■ **Given problem**
Arrange the entries below as a Markdown table with the columns "Row" and "Line," one row per line and blank lines skipped. Include only the lines from the line containing "the mountain in" up to and including the last line of the entries.

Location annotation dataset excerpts
########

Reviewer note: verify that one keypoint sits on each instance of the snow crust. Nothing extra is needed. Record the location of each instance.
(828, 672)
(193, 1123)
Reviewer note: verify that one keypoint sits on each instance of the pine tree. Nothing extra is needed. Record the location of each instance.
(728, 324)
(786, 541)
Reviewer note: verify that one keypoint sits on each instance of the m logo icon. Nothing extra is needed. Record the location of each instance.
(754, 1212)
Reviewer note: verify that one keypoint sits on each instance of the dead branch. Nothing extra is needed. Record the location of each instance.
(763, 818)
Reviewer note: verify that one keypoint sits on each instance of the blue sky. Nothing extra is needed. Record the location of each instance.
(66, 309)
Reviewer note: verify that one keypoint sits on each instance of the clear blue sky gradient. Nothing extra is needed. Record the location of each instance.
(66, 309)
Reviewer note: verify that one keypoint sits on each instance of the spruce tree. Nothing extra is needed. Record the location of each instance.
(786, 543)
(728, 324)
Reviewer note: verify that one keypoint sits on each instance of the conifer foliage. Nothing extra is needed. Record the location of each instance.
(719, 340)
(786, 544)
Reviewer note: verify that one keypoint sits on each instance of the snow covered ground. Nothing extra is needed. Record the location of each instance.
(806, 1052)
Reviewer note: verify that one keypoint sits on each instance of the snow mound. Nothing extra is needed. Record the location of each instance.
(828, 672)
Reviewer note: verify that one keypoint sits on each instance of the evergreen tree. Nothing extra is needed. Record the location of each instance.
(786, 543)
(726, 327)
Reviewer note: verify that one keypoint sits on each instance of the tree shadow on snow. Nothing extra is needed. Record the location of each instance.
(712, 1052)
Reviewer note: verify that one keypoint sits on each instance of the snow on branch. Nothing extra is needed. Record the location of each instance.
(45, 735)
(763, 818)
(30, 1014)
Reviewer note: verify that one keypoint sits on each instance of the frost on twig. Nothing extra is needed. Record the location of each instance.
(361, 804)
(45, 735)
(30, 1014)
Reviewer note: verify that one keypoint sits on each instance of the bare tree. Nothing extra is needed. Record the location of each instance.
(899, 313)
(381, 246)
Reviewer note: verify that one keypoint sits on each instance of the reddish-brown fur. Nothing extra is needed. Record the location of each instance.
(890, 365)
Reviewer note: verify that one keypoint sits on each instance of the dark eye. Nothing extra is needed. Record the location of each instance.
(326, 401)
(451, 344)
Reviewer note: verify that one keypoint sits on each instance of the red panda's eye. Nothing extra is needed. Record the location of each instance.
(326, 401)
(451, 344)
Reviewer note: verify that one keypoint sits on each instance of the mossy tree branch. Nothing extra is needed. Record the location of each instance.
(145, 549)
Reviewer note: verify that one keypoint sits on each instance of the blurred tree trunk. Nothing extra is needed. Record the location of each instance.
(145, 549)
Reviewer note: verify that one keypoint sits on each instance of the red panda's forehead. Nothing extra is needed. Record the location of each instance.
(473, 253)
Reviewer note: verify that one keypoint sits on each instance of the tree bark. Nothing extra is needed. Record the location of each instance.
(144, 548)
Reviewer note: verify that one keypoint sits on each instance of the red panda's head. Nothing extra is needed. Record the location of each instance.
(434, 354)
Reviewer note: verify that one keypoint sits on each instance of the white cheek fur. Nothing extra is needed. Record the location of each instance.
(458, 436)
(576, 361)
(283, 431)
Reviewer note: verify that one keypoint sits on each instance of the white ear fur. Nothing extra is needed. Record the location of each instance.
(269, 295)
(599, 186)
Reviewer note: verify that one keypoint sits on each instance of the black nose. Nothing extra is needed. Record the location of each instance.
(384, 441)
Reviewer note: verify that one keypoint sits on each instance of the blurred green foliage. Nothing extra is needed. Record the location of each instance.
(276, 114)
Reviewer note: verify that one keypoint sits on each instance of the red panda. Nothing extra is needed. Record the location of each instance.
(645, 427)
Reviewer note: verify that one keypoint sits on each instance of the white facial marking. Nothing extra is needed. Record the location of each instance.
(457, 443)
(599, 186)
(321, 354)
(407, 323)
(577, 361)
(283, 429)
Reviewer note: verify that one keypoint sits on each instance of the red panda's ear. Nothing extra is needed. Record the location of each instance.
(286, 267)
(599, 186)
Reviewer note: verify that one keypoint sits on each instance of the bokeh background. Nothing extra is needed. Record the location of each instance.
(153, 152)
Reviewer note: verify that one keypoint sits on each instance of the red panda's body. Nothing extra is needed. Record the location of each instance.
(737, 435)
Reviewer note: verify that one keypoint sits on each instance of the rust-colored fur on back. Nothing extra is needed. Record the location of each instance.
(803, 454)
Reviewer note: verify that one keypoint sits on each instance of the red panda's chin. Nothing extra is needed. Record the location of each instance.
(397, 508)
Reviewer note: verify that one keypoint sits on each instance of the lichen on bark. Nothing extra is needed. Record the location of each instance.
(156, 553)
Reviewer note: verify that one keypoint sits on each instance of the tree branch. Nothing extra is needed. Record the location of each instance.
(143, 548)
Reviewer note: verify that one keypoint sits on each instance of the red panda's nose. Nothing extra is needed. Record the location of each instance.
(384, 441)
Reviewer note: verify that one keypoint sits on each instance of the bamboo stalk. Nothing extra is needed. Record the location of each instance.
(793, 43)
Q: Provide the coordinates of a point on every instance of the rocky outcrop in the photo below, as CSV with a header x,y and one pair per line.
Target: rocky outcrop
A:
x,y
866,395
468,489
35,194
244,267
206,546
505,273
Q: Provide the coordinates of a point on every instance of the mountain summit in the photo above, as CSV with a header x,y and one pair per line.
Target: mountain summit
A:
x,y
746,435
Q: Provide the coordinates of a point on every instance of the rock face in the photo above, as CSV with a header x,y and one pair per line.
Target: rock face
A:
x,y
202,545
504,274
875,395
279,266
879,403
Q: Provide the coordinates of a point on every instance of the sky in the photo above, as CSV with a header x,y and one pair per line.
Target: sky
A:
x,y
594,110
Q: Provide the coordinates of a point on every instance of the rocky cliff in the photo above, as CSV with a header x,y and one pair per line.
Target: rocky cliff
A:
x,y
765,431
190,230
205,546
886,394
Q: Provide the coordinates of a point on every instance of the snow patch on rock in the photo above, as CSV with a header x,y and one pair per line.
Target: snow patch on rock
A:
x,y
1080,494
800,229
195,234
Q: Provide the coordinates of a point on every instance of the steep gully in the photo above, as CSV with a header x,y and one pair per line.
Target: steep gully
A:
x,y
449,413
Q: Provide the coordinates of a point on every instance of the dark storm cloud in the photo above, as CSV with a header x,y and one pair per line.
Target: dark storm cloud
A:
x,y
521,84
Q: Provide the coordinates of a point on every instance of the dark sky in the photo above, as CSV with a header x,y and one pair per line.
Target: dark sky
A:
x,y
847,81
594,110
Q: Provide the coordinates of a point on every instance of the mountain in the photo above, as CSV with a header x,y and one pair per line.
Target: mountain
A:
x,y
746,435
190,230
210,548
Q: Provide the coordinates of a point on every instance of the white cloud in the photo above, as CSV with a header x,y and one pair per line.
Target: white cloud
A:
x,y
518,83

########

■ **Full response**
| Row | Line |
|---|---|
| 1 | Q: Provide the coordinates of a point on every instance of the mountain in the photo above, as CSV with a header x,y and one pair per line. |
| 2 | Target: mountain |
| 3 | A: |
| 4 | x,y |
| 5 | 746,435 |
| 6 | 190,230 |
| 7 | 210,548 |
| 8 | Q: Provide the coordinates of a point on every instance of the white cloud in the photo above, as CSV with a header x,y and one pair per line. |
| 9 | Target: white cloud |
| 10 | A: |
| 11 | x,y |
| 12 | 518,83 |